Selected passage:
···
# Palladium Problem



## radhia87 (Nov 1, 2018)

Currently we conducting palladium digestion but we encounter several of problems. Kindly refer attachment for data.

It seem total quantity of palladium in raw material does not match with total quantity palladium in solution. Besides that, ICP detected zero in substrate. Our questions are 

1.	Why both data does not match? Is it because raw material not fully digest.
2.	But if not fully digest, suppose still got content in substrate. But ICP detect zero for substrate
3.	Is it possible substrate still have palladium and because palladium already convert into other form(maybe complex or etc) & icp unable to detect?
4.	Is it possible palladium already evaporate?
5.	We know that silver in silver chloride cannot be detected by icp. Is it same happen as palladium chloride?


Your attention and cooperation is highly appreciated.

I am looking forward to hear from you soon.


----------



## Lino1406 (Nov 2, 2018)

Is always exactly 1:2 factor? give detail of solution test


----------



## radhia87 (Nov 2, 2018)

Detail of solution test is 1L of 68% HNO3 + 1 L of H2O . Weight of material poured into this solution is 1kg.


----------



## Lino1406 (Nov 2, 2018)

And?.. exact procedure


----------



## radhia87 (Nov 2, 2018)

Procedure

1. Test Palladium content in chip resistor using icpoes
2. Result for palladium is 0.045%. So, estimate palladium to get from 1kg Chip resistor is 0.45g
3. Prepare solution: 1L H2O + 1L 68% HNO3
4. Pour slowly 1kg chip resistor into solution number (3)
···
Stored records:
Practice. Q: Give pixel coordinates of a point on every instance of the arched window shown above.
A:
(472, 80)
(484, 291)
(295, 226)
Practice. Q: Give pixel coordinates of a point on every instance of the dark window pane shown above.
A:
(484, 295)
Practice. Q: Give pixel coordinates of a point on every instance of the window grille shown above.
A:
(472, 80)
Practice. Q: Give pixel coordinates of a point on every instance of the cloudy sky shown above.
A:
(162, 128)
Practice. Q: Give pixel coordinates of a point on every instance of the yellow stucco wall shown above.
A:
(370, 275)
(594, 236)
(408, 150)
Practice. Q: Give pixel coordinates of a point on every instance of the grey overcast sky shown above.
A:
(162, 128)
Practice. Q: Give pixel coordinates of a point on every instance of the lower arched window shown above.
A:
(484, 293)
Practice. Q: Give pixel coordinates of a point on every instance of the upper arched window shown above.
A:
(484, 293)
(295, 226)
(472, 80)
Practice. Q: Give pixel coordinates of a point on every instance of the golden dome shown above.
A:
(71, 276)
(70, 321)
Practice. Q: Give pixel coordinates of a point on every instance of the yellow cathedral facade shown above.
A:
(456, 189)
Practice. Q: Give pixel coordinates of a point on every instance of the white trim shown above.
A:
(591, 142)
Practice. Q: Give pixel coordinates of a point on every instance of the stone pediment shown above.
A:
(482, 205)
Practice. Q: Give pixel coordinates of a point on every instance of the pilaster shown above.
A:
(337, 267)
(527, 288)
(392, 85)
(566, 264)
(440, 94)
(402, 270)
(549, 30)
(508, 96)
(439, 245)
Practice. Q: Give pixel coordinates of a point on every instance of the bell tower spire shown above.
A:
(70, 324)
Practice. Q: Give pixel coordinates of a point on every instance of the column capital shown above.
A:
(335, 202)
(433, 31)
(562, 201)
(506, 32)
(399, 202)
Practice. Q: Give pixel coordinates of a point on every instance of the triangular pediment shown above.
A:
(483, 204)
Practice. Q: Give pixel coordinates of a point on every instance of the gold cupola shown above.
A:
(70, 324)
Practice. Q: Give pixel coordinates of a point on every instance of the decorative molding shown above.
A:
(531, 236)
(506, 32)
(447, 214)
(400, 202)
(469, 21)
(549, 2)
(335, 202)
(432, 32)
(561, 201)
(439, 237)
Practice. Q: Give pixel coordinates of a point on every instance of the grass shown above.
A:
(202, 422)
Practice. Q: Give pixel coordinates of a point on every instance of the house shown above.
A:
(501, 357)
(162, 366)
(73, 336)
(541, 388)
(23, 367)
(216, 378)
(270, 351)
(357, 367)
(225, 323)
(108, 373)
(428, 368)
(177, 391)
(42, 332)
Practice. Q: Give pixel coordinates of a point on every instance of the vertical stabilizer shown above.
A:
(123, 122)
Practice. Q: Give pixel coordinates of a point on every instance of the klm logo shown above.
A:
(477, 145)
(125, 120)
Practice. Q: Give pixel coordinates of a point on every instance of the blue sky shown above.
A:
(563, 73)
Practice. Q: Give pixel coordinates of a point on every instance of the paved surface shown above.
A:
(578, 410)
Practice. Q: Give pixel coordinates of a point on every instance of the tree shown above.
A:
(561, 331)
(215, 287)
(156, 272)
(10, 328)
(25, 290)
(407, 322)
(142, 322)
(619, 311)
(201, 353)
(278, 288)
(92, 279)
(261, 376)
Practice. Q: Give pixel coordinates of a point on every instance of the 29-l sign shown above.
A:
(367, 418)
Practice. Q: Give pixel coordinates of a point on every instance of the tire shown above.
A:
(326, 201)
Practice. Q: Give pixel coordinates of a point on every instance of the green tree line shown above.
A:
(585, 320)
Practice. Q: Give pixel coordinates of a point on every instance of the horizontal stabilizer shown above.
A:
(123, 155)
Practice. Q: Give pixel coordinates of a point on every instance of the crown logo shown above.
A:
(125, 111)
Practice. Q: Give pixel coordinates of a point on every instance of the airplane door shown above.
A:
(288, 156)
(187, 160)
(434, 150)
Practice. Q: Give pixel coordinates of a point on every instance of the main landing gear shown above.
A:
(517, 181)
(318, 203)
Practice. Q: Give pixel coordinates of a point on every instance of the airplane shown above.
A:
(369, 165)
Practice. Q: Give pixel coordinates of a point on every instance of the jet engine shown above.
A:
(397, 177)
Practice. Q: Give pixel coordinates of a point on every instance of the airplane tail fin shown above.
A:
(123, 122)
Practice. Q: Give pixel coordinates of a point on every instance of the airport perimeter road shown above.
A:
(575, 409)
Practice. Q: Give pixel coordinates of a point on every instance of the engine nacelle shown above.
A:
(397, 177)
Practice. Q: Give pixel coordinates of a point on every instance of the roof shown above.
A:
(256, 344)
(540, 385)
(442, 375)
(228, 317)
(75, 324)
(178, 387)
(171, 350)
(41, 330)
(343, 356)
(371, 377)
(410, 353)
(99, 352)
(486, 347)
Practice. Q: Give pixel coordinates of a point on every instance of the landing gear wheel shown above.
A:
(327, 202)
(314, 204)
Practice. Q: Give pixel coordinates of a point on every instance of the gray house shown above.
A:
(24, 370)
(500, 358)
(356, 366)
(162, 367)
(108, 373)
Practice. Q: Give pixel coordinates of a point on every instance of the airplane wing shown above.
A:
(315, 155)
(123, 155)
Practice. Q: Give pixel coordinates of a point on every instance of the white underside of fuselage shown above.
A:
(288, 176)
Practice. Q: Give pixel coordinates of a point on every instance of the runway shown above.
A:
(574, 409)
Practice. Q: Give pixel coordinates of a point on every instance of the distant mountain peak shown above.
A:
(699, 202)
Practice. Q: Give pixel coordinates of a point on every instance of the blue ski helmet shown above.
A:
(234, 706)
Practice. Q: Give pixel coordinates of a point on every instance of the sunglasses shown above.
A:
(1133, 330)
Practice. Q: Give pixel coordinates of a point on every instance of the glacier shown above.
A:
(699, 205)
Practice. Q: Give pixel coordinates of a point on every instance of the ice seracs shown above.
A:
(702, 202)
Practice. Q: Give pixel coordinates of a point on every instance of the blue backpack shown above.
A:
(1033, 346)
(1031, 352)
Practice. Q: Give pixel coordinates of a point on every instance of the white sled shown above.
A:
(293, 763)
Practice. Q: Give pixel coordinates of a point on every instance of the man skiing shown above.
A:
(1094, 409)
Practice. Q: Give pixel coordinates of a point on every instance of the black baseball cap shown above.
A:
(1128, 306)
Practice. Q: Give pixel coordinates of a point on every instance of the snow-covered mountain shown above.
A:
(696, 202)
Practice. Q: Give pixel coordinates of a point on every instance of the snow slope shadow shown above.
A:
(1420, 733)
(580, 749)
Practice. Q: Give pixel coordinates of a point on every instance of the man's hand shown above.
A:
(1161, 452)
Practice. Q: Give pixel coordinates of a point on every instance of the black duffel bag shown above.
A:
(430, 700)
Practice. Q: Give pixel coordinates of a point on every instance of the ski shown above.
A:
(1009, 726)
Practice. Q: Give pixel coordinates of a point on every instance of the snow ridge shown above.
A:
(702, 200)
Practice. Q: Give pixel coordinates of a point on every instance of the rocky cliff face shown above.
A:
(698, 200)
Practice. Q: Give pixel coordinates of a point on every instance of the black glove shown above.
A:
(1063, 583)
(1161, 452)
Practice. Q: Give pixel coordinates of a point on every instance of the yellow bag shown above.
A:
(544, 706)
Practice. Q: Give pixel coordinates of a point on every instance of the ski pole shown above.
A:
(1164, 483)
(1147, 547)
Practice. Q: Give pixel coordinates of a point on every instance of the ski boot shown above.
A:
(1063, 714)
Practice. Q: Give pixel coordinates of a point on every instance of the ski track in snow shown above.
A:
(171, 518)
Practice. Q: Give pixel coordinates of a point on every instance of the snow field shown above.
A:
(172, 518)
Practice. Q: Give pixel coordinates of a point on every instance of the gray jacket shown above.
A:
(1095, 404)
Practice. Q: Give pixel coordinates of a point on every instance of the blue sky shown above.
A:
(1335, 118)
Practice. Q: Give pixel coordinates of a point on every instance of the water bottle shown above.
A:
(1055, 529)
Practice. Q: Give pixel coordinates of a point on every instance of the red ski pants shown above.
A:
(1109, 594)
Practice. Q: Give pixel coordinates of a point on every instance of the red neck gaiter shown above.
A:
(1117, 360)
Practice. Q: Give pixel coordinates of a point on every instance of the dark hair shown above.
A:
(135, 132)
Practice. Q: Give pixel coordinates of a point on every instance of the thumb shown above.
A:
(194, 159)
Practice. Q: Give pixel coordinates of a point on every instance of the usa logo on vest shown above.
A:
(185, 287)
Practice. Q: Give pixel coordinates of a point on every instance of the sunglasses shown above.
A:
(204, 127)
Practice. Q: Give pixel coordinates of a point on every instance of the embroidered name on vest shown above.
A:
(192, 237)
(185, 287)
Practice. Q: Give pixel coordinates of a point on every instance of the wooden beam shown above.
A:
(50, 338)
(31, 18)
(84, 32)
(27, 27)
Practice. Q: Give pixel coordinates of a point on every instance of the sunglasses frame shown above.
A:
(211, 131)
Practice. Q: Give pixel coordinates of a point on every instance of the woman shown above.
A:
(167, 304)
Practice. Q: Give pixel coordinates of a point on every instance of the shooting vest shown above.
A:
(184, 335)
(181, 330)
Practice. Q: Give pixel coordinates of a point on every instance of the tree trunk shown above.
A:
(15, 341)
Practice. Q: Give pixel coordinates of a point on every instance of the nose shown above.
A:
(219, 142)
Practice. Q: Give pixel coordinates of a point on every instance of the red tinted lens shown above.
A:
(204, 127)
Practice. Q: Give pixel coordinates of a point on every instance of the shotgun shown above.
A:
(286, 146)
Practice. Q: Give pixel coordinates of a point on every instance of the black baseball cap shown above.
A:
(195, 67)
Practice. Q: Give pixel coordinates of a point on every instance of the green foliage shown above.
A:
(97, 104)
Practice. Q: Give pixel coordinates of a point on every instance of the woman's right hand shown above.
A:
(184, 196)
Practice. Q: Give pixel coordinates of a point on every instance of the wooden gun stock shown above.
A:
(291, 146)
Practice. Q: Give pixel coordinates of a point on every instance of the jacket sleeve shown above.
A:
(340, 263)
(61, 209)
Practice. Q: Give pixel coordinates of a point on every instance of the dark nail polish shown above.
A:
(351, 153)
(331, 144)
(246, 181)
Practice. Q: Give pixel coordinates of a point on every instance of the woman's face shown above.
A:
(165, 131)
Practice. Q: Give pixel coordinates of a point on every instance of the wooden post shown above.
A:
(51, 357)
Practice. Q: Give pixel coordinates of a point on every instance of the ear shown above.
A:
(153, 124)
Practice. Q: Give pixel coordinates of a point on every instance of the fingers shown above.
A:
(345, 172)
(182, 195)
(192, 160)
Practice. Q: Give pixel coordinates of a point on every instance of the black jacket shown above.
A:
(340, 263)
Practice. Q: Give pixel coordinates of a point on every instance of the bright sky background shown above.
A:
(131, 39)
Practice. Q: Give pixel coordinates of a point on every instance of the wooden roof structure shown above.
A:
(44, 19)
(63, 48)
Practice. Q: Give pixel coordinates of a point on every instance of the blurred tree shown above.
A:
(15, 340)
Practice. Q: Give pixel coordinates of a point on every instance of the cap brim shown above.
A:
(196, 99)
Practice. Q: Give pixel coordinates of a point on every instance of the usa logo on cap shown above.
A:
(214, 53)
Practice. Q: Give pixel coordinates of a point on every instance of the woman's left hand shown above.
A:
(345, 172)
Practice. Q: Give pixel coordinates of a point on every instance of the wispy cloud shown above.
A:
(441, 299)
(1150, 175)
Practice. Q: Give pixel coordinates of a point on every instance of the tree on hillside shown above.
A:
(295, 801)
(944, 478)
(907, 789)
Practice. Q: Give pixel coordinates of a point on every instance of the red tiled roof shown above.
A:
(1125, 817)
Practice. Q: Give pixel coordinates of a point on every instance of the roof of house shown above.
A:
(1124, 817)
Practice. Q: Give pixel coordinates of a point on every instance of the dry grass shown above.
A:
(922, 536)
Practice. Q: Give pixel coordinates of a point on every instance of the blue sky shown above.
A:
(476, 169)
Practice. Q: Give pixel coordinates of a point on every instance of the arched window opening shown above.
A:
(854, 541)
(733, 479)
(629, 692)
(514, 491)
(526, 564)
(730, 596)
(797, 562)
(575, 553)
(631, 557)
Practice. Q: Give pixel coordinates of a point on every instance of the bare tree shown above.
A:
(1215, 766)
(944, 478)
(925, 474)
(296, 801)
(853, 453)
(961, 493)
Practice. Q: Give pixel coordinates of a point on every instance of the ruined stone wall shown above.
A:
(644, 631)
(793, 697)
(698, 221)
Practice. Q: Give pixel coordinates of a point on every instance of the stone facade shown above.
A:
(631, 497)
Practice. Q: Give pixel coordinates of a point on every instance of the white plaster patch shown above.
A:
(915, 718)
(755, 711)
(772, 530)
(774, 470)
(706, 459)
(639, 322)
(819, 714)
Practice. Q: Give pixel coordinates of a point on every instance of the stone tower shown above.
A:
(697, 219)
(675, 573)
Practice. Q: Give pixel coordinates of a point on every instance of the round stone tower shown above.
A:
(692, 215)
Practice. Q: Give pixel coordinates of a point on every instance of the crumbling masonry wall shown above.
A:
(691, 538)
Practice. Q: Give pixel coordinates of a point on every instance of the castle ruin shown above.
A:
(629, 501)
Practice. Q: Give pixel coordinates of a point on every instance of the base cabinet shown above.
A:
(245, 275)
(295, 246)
···
Brief 1:
Could you write out everything from "Currently we conducting" down to "as palladium chloride?" in the palladium thread, switching "substrate" for "residue"?
Brief 2:
Can you pick up the palladium digestion thread after its last line and carry it on?
The material has no connection to the palladium thread.

Response 1:
Currently we conducting palladium digestion but we encounter several of problems. Kindly refer attachment for data.

It seem total quantity of palladium in raw material does not match with total quantity palladium in solution. Besides that, ICP detected zero in residue. Our questions are 

1.	Why both data does not match? Is it because raw material not fully digest.
2.	But if not fully digest, suppose still got content in residue. But ICP detect zero for residue
3.	Is it possible residue still have palladium and because palladium already convert into other form(maybe complex or etc) & icp unable to detect?
4.	Is it possible palladium already evaporate?
5.	We know that silver in silver chloride cannot be detected by icp. Is it same happen as palladium chloride?

Response 2:
5. Wait until no brown gas released (meaning until reaction complete)
6. Test solution for Pd content using icpoes
7. Result is 113mg/L. thats mean total pd in 2 L solution is 0.226g
8. Only 0.226g palladium in the solution. Suppose 0.45g if base on raw material result. Why too much difference?


----------



## Lino1406 (Nov 2, 2018)

This citation says that the problem is with the solids analysis
"Solid sample digestion because solid samples cannot be introduced into the plasma directly, they must be either transferred into the plasma via a carrier gas (e.g. electrothermal vaporization, laser ablation), or they must be made into a solution. The main techniques used to dissolve solids are acid digestion and fusion."


----------



## g_axelsson (Nov 2, 2018)

radhia87 said:


> 1. Test Palladium content in chip resistor using icpoes



How is this step done? Just as Lino pointed out you can't put a resistor directly into an icpoes (Inductive Coupled Plasma Optical Emission Spectroscopy).

Poor sampling methodology? If you pulled a non-representative sample you could come up with any results at all....

Göran


----------



## radhia87 (Nov 3, 2018)

For No 1 of course is not direct analysis in solid form. The sample go through several steps of of sample preparation before analyze by icpoes. The result is quite accurate because i already confirm with external accredited lab. Meaning result i get compare to result that generate by external accredited lab is almost same which is 0.045%.

Any other possible cause? Could palladium evaporate?


----------



## Lino1406 (Nov 3, 2018)

"Pour slowly 1kg chip resistor into solution number (3)" did you grind those chip resistors before processing?


----------



## radhia87 (Nov 4, 2018)

Yes i did poured slowly and I did grind chip resistor until become powder form before poured into solution number 3


----------



## Lino1406 (Nov 4, 2018)

Ran out of ideas


----------



## Yggdrasil (Nov 4, 2018)

Just a question here.
Are you treating resistors or MLCCs?
Resistors should not contain Pd should they?
Maybe some Ru but not much else as far as I have seen here.
Correct me if I'm wrong.


----------



## Platdigger (Nov 4, 2018)

Could it be part of your pd was in the form of pdo?


----------



## radhia87 (Nov 4, 2018)

Yggdrasil : Yes it's chip resistor and it's contain palladium which is 0.045%.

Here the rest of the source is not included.